Assignment A |
Answer these questions using the Body Simulation text.
(i) Which color represents N2O?
(ii) What range does the Tracheal Gas Flow graph's Y axis cover?
(iii) In Case 1, what is the SpO2 when the volume of O2 in the lungs is about 15%?
Assignment B | Write the next part of the Body Simulation text, picking up after its last sentence.

**** Selected text

O2 : Green N2 : Yellow CO2 : Gray N2O : Blue

Inhaled agents are shown as their typical color distributed with their bottles (not seen in this example).

Figure 2

During Body Simulation sessions it is possible to easily see the scale of the Y axes of the graphs. Because these are static images, it is difficult to tell. The scales are:

SpO2: 0-1 SvO2: 0-1 Neuromuscular Block Level: 0-2 Tracheal Gas Flow: -1.6 - +1.6 L/min

PaO2: 0-760 mmHg PvO2: 0-760 mmHg

PP O2 Brain: 0-760 mmHg PP O2 Myocardium: 0-760 mmHg Vol % O2 in Lung: 0-1

Comments for Case 1:

Several points are to be made for this case. However, first note the approximate % volume of O2 in the lungs -- about 15% (at the beginning of the Time Plots, Figure 2, or on the DGD, Figure 1). At this time the SpO2 is 97.0% (see the text grid on the right side of the DGD). The moment when the respiration stops is determined from the time plots -- the tracheal gas flow stops oscillating about zero -- this corresponds to when the neuromuscular block level reaches about 0.5. The SpO2 and PaO2 start their crash shortly after respiration ceases. It seems as if it takes about 3 minutes for the SpO2 to hit 40%. Partial pressure of O2 in the brain starts a marked drop once the PaO2 has reached 40 mmHg.

********
**** Available data

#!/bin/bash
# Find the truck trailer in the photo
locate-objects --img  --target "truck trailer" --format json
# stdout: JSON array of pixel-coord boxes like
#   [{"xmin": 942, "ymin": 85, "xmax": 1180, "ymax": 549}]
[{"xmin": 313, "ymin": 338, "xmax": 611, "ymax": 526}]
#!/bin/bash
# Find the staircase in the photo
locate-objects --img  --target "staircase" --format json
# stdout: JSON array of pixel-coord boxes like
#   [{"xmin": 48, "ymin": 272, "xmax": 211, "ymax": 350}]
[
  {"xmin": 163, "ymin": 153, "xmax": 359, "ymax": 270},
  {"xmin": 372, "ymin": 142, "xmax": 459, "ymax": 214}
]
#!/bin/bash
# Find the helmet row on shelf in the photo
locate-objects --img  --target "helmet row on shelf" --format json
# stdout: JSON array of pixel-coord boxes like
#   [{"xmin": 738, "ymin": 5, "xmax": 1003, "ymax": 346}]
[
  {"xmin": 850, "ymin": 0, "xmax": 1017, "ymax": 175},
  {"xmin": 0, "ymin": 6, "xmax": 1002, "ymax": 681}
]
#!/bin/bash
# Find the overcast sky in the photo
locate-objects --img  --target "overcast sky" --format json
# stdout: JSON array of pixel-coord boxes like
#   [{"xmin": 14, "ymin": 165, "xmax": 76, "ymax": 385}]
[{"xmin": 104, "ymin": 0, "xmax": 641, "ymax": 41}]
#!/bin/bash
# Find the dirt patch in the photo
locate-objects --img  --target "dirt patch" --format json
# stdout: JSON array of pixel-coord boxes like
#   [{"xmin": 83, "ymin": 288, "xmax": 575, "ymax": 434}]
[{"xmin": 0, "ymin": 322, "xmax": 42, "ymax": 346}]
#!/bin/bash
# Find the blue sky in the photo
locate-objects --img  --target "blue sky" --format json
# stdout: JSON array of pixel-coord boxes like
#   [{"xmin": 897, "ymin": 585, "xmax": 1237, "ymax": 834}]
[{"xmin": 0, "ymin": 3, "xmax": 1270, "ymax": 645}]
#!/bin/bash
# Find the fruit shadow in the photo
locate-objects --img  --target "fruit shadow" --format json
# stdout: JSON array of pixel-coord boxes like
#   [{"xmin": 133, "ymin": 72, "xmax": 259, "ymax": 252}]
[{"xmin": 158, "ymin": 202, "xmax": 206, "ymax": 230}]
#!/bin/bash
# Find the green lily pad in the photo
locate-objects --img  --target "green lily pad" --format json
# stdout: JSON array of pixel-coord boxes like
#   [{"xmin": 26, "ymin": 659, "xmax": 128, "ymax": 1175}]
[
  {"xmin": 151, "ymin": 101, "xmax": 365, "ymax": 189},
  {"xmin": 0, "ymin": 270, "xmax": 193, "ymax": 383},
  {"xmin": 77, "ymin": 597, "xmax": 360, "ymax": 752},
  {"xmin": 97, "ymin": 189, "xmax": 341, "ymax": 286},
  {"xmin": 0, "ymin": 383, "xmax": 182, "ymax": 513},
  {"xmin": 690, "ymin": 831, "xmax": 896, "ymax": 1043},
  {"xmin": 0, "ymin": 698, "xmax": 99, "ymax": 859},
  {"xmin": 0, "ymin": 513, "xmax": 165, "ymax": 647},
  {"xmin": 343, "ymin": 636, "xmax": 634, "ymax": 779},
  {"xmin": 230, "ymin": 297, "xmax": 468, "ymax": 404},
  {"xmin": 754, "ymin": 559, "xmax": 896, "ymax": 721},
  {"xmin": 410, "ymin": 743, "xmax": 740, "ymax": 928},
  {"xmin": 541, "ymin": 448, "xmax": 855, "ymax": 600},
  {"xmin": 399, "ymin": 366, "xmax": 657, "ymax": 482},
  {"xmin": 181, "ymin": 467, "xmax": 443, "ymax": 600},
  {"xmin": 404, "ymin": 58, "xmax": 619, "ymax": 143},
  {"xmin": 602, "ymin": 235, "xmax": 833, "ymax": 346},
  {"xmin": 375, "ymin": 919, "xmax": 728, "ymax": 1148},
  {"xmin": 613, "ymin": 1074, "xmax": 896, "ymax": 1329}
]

********

Expected answer A |
(i) Blue
(ii) -1.6 to +1.6 L/min
(iii) 97.0%

Expected answer B |
Procedure for Case 2: One Minute Preoxygenation:

Start a rapid sequence like induction. Set the anesthesia machine to deliver 4 liters/min of 100% O2 and place the mask on the patient. Preoxygenate for 1 minute (normal respiration). Now give the drugs: Start with a bit of fentanyl, then thiopental and succinylcholine as usual. After the patient has stopped breathing, give a full dose of vecuronium. When the SpO2 drops below 40%, place the mask and ventilate the patient.

Figure 3

Figure 4

Note the time scale on this plot : 12 minutes

Comments for Case 2:

Now note the approximate % volume of O2 in the lungs when the SpO2 seems to have stopped its increase -- about 50% (at about 1 minute on the Time Plots, Figure 4, or on the DGD, Figure 3). At this time the SpO2 is 99.1% (see the text grid on the right side of the DGD). The SpO2 and PaO2 do not start their crash shortly after respiration ceases -- but start to crash almost 6 minutes after respiration ceases. Once the SpO2 starts to crash, similar characteristics of the other parameters of interest are seen.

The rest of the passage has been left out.